Labeled-object pointing entries:

■ ■ ■ ■ ■

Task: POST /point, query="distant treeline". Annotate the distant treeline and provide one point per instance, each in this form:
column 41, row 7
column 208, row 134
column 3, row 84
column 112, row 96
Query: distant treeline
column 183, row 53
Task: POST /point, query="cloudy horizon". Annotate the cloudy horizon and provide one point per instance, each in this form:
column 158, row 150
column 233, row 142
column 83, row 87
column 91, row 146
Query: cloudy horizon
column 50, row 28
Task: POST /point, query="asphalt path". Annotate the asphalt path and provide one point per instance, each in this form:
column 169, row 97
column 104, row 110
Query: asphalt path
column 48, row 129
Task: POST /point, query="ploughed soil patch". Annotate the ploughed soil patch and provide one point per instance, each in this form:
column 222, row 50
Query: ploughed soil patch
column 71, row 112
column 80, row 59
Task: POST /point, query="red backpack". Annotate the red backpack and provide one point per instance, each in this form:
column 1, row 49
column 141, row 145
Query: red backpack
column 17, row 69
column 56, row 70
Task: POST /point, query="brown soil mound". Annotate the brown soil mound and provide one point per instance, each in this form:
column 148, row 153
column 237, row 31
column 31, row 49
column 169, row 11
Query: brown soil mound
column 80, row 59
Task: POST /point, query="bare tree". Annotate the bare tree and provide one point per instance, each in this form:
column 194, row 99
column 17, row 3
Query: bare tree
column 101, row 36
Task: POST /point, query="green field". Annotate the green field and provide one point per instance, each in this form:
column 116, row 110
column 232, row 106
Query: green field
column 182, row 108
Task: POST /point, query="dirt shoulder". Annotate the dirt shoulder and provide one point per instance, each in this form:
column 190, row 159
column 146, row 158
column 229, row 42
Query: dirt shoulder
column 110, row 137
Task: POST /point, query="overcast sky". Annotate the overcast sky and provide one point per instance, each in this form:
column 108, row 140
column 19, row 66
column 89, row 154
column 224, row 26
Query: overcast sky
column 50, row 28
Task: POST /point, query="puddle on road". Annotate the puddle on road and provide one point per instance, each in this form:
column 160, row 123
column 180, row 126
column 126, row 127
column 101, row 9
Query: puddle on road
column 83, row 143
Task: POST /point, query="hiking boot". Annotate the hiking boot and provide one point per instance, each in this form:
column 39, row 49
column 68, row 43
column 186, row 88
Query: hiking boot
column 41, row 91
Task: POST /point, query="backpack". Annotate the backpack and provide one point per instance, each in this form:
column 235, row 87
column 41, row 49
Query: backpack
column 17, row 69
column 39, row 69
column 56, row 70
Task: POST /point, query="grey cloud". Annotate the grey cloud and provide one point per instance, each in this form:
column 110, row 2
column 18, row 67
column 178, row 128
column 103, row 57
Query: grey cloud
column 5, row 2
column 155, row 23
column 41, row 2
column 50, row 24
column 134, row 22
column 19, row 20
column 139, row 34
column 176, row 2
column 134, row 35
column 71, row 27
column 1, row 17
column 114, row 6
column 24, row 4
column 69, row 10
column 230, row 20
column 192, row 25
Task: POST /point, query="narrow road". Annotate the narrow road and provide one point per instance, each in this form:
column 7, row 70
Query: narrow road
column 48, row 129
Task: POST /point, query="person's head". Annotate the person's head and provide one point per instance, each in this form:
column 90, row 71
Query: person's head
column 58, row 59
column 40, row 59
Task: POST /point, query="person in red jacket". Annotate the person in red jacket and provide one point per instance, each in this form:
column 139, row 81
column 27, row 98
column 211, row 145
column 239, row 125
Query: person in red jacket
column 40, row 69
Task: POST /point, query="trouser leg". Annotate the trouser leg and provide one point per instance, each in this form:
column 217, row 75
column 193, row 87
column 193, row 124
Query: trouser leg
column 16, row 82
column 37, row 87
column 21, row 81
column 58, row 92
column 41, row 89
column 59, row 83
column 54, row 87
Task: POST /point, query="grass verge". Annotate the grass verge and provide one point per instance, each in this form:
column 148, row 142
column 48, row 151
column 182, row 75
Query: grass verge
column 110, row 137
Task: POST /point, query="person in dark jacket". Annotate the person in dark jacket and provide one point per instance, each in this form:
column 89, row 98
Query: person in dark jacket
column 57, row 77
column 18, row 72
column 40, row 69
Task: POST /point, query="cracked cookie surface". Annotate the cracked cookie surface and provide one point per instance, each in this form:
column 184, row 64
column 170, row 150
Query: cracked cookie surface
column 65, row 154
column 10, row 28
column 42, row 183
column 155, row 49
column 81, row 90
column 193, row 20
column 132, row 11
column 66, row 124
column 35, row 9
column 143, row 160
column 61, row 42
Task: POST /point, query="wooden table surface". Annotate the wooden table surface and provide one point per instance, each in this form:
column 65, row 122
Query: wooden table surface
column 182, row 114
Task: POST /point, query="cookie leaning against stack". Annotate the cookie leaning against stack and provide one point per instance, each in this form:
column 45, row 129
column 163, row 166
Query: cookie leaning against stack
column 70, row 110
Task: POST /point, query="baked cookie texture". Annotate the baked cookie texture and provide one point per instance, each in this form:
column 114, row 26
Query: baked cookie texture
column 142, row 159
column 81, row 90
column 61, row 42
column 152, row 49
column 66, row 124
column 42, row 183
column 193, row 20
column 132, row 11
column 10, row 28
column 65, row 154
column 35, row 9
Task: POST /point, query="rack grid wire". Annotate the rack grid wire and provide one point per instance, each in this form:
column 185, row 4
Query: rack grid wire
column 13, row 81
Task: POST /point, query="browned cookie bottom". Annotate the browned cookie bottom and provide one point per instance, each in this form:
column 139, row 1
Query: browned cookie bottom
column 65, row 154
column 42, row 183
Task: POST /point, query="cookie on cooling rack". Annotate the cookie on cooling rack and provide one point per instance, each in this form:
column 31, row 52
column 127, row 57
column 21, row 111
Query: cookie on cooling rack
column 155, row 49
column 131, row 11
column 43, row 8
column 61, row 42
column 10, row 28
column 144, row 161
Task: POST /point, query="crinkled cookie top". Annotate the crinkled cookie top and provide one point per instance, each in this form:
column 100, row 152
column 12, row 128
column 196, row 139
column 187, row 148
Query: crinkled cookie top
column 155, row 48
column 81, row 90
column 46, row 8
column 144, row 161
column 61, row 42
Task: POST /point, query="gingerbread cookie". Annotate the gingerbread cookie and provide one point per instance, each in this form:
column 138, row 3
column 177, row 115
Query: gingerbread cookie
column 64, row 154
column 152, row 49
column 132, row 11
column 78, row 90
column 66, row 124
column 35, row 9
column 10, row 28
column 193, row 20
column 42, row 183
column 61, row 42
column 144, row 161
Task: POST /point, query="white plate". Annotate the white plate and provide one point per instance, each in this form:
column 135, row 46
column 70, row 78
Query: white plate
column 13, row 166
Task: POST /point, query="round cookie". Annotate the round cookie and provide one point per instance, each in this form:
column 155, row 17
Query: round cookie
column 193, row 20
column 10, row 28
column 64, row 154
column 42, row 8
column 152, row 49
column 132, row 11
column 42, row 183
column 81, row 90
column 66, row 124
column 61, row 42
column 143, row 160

■ ■ ■ ■ ■

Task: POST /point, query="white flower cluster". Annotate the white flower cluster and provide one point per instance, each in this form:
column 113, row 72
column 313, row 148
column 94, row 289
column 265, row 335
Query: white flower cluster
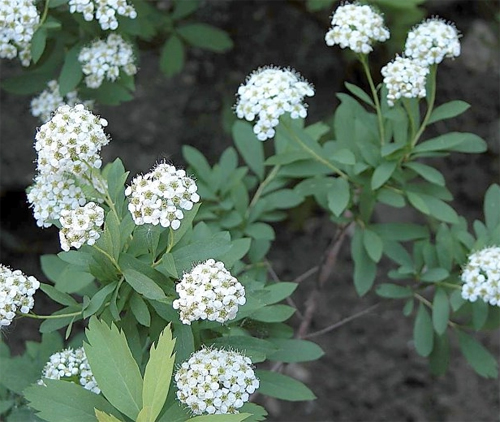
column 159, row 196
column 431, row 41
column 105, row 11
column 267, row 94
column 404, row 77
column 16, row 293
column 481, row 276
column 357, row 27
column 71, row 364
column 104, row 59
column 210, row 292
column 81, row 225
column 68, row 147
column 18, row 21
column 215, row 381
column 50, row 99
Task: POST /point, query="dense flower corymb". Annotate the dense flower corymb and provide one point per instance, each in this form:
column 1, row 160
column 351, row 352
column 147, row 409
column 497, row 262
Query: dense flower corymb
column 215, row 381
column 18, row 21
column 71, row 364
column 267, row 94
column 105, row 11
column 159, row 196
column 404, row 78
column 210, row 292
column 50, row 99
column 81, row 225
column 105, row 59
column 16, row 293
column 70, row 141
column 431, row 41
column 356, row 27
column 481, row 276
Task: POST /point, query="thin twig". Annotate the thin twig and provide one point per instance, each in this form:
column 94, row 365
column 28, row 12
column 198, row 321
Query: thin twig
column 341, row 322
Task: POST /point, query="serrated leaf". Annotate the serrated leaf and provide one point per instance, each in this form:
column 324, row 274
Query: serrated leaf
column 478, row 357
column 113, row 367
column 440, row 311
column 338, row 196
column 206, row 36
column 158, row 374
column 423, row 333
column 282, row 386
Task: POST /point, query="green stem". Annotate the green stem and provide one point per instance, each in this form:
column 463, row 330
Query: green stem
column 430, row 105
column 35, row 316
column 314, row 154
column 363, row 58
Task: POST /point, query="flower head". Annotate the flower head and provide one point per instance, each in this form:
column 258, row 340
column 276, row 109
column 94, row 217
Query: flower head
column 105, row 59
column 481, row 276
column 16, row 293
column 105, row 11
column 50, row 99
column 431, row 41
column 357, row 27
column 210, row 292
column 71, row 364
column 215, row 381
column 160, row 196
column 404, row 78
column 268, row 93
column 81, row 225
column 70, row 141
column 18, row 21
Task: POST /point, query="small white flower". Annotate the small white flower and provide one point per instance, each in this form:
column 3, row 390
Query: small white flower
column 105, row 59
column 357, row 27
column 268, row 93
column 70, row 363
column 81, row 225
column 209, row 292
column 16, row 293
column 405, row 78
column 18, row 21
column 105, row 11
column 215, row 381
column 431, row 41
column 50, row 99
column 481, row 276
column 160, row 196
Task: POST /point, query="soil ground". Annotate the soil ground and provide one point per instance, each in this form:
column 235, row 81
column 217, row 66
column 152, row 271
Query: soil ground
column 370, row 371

■ ■ ■ ■ ■

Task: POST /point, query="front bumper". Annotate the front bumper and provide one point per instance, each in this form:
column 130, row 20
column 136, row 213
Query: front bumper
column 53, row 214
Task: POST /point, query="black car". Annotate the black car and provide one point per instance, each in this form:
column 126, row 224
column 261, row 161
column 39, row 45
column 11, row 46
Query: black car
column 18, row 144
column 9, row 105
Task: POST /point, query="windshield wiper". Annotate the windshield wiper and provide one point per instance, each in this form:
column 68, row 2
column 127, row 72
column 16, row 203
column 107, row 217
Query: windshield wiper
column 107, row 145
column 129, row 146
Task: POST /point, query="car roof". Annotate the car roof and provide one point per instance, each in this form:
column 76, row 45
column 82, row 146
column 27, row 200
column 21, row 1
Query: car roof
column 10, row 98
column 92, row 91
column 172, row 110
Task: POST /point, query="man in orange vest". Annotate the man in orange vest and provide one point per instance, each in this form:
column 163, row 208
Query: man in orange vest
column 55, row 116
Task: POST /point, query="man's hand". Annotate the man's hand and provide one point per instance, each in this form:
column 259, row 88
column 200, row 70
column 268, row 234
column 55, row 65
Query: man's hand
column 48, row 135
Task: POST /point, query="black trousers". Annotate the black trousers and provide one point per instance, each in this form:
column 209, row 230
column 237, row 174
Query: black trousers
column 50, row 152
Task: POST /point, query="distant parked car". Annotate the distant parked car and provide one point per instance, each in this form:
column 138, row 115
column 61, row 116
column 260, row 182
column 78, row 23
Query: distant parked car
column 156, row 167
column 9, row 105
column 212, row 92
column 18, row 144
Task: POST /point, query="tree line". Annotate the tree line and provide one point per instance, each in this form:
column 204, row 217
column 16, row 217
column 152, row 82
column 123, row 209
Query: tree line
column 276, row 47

■ ■ ■ ■ ■

Copy the records above verbatim, beginning at the line that contains "the distant treeline" and stopping after the line that contains "column 182, row 108".

THE COMPLETED TASK:
Task: POST /point, query="distant treeline". Annotate the distant treeline and provide one point per instance, each in this form:
column 41, row 7
column 208, row 134
column 3, row 84
column 112, row 96
Query: distant treeline
column 183, row 53
Task: POST /point, query="cloudy horizon". Annotate the cloudy horizon and provide one point per instance, each in this form:
column 158, row 150
column 233, row 142
column 83, row 87
column 91, row 146
Query: cloudy horizon
column 50, row 28
Task: POST /point, query="asphalt path". Annotate the asphalt path and provide one point per instance, each in this form:
column 169, row 97
column 104, row 110
Query: asphalt path
column 48, row 129
Task: POST /point, query="ploughed soil patch". Annotate the ploughed soil patch and provide one point per instance, each in this form:
column 222, row 50
Query: ploughed soil patch
column 71, row 112
column 80, row 59
Task: POST /point, query="red backpack". Annotate the red backpack and provide one point per instance, each in this form:
column 1, row 49
column 141, row 145
Query: red backpack
column 17, row 69
column 56, row 70
Task: POST /point, query="brown soil mound". Annotate the brown soil mound and provide one point per instance, each in this form:
column 148, row 153
column 237, row 31
column 31, row 49
column 169, row 11
Query: brown soil mound
column 80, row 59
Task: POST /point, query="bare tree". Annotate the bare tree and provide one point per instance, each in this form:
column 194, row 99
column 17, row 3
Query: bare tree
column 101, row 36
Task: POST /point, query="green field". Annotate the green field and provide one point per instance, each in this form:
column 116, row 110
column 232, row 106
Query: green field
column 182, row 108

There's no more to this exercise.